→ **Problem A**
In the records below, pick out every line that contains the string "chandelier" and copy each one. Matching is case-sensitive.

→ **Reading text**
# gravel/plant roots question



## Jeane09 (Nov 19, 2013)

I think my gravel is too shallow- it's about 1" in the front up to 2" in back. My Watersprite has fine roots growing straight up out of the gravel- is this because the layer isn't deep enough?

Plus I find now that the plants are getting established I don't like the look of the light brown gravel mix. I want it to be darker- but still brown, not black. I thought if I get some black gravel and spread a layer over the pale brown, eventually it will mix together as I do light vaccuming. But I don't know if that will result in the look I want. Has anyone ever tried this, can you tell me if it will work? 

I kind of want to avoid removing and replacing the entire gravel layer, it seems like a lot of work and would disrupt my plants & bb?

Here's what it looks like now:


----------



## lohachata (Jan 27, 2006)

first i would add more gravel to about double what it is..if you were to go down to the lakes and rivers and streams you would see that God doesn't use much black gravel..i like to keep mine natural...but you could look for some darker brown natural gravel..


----------



## Jeane09 (Nov 19, 2013)

Yes I want a natural look I thought maybe if black mixed into the lighter gravel it would end up having an overall look of brown? Maybe I will look for a very dark brown.


----------



## lohachata (Jan 27, 2006)

almost all of the gravel we use we get from our local landscape supply..natural riverbed for fish that prefer neutral to acidic water and crushed limestone for species that prefer more alkaline water....so we take a few 5 gallon buckets and a shovel to fill them..400 or 500 pounds costs only about 6 or 8 bucks..


----------



## Jeane09 (Nov 19, 2013)

Well, I certainly don't need 500 pounds! More like 40. That definitely sounds cost effective, though. And I've wondered if the aquarium gravel I bought at pet store has been causing my high pH. There's a landscaping place near here, maybe I'll take a look.

I just wouldn't want gravel w/rough edges...


----------



## lohachata (Jan 27, 2006)

→ **Stored data**
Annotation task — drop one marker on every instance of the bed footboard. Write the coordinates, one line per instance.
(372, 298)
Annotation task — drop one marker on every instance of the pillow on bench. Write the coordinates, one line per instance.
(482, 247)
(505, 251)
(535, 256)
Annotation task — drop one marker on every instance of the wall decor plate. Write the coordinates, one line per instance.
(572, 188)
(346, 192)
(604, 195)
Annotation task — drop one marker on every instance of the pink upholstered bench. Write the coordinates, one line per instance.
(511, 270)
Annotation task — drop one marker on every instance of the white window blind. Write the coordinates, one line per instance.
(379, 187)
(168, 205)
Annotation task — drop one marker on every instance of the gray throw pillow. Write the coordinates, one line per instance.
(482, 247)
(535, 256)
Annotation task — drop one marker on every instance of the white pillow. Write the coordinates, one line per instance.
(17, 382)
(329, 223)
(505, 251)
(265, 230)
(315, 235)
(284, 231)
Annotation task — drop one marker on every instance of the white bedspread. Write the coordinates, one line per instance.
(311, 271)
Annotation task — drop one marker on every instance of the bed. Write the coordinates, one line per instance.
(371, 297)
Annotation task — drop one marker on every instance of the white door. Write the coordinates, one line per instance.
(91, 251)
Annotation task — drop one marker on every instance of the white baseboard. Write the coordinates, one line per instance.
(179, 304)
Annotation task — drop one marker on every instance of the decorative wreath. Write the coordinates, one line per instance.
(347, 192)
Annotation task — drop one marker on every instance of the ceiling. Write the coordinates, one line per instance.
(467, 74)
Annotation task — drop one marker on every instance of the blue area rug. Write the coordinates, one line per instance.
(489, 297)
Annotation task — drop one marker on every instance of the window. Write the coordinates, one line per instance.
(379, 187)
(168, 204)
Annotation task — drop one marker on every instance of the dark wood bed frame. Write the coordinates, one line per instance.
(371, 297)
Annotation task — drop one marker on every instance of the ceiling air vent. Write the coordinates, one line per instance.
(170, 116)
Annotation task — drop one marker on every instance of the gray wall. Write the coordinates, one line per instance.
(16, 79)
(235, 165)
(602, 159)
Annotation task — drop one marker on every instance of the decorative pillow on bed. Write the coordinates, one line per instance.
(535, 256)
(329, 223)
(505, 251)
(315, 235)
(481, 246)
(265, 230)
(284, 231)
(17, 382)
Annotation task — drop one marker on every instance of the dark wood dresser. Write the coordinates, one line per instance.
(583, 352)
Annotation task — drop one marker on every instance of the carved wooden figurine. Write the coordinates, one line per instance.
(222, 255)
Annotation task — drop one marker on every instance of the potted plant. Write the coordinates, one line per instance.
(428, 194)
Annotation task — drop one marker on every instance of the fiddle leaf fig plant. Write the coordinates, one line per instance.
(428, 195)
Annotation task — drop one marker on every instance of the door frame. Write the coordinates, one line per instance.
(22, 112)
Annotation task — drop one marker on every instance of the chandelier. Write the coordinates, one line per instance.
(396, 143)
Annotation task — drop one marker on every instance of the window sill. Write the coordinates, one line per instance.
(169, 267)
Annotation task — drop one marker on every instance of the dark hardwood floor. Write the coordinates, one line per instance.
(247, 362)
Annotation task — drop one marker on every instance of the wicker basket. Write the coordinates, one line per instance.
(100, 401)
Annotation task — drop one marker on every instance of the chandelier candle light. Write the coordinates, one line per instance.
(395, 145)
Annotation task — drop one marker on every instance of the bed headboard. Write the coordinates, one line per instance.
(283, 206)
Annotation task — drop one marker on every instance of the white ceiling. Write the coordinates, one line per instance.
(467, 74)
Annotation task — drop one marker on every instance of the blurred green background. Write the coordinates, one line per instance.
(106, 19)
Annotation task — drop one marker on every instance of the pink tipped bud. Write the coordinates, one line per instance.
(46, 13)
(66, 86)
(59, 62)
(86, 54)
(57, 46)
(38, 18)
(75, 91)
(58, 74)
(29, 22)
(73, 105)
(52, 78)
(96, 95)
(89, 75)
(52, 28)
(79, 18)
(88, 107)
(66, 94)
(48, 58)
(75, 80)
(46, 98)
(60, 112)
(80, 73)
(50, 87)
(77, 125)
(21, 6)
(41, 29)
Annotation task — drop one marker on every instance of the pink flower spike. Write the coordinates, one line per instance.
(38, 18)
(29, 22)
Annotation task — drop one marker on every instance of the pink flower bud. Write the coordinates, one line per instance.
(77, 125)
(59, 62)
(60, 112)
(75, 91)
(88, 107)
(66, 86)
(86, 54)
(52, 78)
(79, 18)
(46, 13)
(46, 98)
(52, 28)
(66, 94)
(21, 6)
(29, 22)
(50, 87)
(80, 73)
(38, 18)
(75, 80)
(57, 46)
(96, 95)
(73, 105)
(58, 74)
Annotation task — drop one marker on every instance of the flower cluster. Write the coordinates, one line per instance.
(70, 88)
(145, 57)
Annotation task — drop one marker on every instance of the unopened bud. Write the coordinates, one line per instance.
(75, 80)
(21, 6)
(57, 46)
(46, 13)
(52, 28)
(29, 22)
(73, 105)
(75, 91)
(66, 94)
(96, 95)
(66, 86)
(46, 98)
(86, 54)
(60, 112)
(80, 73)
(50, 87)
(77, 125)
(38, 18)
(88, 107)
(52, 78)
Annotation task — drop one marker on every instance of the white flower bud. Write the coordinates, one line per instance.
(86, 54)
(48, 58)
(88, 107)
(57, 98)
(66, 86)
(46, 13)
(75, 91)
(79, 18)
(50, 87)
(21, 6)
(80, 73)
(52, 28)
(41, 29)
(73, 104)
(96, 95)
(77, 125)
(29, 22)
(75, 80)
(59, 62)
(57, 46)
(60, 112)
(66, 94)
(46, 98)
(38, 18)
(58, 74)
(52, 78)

→ **Problem B**
Carry on the aquarium gravel thread from its last line.

→ **Written response A**
Annotation task — drop one marker on every instance of the chandelier. Write the coordinates, one line per instance.
Annotation task — drop one marker on every instance of the chandelier candle light. Write the coordinates, one line per instance.

→ **Written response B**
it's riverbed gravel..edges smoothed by mother nature herself....
just grab a couple of buckets...as you get more tanks you will already have gravel..


----------



## Jeane09 (Nov 19, 2013)

great idea, thanks


----------



## BettaGuy (May 6, 2012)

regular aquarium gravel you buy at pet stores normally doesn't alter ph. But some substrates have like seashells and things like that in them which will alter the ph


----------



## lohachata (Jan 27, 2006)

from the looks of the gravel in the tank , i would say it won't affect the PH....
something else to consider here...it's kinda like little bo peep's sheep...."leave them alone and they will come home , wagging their tails behind them..." 
with live plants and driftwood in the tank it will gradually lower the PH to around 7.0 or a little lower...but weekly water changes will help to keep it from getting too low...

i am going to insert my number 1 rule here......................

"THE MORE YOU MESS WITH YOUR AQUARIUM , THE MORE PROBLEMS YOU CREATE FOR YOURSELF..."

we humans are not really very smart....we always have to mess with things..and look at what a mess this beautiful and diverse planet is.


----------



## Jeane09 (Nov 19, 2013)

Well, something is and I've never been able to figure it out. I change about 25% once a week. The tapwater pH is 7.4, but sometimes my tank goes up to 7.6 or even 8.0. I wish I knew why. That's why I put all the driftwood in, to try and help keep it down. I thought at one point maybe the crusty deposit at waterline was dissolving back into water when I do the wc and the water level goes back up (from where it had evaporated away during the week) I try to clean that crust off every week, but it still goes up again now and then...

but I'm getting off my own topic now. I do want to make the gravel deeper, will add another layer of darker if I can find it. Everyone here has hard water, I guess that's why my pH is up.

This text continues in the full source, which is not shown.